# RECORDS FOR THE TASK
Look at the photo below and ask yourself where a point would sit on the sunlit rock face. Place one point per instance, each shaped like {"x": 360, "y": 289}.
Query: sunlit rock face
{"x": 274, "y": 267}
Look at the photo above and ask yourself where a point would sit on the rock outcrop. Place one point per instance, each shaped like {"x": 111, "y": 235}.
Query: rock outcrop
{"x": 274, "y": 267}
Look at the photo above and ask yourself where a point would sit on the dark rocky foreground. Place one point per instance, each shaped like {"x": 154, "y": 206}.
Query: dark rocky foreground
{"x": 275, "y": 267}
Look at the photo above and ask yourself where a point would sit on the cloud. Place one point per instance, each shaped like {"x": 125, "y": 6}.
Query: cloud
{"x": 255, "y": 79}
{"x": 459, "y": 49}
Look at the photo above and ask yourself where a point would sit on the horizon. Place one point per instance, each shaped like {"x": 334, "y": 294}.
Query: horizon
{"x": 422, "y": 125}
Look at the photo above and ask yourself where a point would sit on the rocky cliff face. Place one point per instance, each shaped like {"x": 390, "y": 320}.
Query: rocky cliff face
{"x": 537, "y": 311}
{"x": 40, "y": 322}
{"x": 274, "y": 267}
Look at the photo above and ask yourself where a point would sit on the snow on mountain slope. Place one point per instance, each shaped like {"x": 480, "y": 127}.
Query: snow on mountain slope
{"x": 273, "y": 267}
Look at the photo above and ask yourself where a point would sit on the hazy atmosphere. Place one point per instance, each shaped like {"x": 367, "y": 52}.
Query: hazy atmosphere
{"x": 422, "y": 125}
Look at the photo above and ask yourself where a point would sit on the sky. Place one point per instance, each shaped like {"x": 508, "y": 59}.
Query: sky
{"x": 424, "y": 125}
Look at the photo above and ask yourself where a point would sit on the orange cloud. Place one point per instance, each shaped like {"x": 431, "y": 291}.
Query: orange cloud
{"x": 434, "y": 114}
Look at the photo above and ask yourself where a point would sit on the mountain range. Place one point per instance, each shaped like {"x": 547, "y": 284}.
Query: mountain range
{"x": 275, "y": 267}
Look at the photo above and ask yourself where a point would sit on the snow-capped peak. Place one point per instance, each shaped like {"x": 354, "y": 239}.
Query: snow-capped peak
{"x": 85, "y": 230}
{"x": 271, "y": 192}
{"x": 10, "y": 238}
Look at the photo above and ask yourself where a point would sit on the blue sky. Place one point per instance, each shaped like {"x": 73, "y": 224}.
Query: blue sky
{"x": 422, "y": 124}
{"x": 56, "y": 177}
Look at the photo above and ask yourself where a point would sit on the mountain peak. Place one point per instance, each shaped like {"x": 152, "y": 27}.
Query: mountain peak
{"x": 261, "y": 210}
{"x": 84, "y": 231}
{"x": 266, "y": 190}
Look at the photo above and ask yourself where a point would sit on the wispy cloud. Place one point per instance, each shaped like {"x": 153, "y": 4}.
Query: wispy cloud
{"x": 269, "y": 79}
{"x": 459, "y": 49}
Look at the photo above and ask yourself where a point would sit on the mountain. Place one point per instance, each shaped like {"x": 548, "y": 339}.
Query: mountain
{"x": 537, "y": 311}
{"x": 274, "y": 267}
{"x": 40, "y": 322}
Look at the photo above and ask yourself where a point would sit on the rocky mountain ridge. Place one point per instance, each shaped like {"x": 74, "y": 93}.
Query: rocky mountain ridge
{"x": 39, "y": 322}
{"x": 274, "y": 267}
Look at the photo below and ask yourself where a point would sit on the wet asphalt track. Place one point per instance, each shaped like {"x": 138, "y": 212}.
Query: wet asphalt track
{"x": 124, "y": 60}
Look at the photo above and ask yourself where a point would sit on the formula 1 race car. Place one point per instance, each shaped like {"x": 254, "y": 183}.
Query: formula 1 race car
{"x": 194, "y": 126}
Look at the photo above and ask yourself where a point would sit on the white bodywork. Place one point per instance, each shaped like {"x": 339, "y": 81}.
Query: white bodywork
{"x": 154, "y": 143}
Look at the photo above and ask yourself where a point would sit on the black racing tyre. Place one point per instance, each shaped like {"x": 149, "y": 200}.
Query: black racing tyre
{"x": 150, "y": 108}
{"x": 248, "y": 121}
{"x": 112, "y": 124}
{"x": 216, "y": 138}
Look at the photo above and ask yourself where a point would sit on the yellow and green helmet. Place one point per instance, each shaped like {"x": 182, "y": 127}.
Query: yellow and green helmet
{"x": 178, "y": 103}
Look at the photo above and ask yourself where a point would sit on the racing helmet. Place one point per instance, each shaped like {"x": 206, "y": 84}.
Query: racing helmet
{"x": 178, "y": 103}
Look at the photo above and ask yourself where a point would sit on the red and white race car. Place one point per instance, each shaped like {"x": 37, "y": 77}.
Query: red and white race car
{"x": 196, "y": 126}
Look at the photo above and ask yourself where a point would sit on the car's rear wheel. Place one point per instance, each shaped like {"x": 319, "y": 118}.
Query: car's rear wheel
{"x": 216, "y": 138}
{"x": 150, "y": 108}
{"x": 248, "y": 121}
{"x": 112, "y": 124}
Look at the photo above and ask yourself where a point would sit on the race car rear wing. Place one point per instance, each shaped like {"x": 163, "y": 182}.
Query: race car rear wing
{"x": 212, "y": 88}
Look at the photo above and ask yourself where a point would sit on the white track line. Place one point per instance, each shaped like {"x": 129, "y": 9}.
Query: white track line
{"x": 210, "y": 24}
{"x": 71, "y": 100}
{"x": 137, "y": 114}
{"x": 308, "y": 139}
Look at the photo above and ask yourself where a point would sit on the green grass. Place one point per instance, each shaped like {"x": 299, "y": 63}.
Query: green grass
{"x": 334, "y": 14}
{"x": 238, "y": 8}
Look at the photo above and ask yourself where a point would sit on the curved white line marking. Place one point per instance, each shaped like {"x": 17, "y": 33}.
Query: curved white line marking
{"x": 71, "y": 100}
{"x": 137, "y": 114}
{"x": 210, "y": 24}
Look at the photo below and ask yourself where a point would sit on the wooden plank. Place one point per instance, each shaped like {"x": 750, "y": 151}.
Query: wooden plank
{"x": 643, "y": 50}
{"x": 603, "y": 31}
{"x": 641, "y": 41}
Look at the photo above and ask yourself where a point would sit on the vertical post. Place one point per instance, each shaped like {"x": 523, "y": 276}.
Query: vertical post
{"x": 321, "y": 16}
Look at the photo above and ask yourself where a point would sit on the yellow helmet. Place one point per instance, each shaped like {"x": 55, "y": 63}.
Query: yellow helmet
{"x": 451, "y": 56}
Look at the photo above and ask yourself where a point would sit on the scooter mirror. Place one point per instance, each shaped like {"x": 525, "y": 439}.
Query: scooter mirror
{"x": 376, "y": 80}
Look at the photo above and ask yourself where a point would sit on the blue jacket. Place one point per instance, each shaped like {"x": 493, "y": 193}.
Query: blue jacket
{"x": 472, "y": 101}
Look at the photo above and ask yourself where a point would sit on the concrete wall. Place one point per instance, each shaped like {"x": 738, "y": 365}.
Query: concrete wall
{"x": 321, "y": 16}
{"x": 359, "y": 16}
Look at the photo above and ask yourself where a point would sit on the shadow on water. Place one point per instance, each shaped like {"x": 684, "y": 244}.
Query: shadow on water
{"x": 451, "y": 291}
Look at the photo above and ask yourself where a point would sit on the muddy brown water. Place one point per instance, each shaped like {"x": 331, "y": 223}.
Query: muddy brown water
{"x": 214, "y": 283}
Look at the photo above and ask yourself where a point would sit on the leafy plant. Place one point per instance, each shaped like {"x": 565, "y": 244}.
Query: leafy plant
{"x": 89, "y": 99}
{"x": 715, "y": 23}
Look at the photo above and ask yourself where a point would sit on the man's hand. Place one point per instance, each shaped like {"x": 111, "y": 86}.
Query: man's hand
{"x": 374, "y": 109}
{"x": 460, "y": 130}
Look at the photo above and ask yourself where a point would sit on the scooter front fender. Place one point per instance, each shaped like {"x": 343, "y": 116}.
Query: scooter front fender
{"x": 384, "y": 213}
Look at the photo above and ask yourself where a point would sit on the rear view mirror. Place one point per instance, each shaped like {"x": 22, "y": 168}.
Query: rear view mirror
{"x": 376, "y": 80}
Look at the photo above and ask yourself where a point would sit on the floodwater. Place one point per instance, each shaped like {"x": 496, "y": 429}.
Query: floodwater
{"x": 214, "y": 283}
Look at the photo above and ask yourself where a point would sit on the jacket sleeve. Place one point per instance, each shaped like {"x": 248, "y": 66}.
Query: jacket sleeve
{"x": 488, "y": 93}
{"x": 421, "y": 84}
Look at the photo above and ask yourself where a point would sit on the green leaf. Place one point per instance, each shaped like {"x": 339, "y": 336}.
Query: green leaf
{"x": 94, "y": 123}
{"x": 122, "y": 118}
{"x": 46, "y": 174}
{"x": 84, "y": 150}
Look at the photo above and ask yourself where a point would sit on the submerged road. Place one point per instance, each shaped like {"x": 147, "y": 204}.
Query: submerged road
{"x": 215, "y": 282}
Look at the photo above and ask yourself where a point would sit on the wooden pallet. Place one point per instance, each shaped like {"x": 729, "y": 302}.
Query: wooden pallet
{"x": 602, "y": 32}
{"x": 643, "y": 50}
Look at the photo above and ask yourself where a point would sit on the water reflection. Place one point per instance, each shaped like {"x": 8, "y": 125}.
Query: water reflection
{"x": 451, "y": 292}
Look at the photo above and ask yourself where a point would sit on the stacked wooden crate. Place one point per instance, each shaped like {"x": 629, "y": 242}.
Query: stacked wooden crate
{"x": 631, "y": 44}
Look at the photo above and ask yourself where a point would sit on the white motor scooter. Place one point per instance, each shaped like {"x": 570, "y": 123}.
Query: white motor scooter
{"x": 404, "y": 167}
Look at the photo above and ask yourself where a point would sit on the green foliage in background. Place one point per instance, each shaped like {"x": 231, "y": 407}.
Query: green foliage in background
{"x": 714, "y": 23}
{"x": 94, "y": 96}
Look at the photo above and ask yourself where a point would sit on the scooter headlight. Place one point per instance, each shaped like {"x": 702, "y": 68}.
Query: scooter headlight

# EXERCISE DESCRIPTION
Make an exact copy of every line from the one with "the white motor" to the end of the data, with the first and last of those lines included.

# CORRECT OUTPUT
Look at the photo above and ask yourself where a point would sit on the white motor scooter. Place one point per instance, each shaped like {"x": 570, "y": 123}.
Query: white motor scooter
{"x": 404, "y": 167}
Look at the photo above and ask yourself where a point would sit on the green foliage in background. Place one point per instance, each shaped like {"x": 231, "y": 407}.
Query: green foliage in background
{"x": 714, "y": 23}
{"x": 94, "y": 96}
Look at the photo above and ask yourself where a point would sit on the scooter headlight. Place one point per instance, each shaped like {"x": 702, "y": 68}.
Query: scooter headlight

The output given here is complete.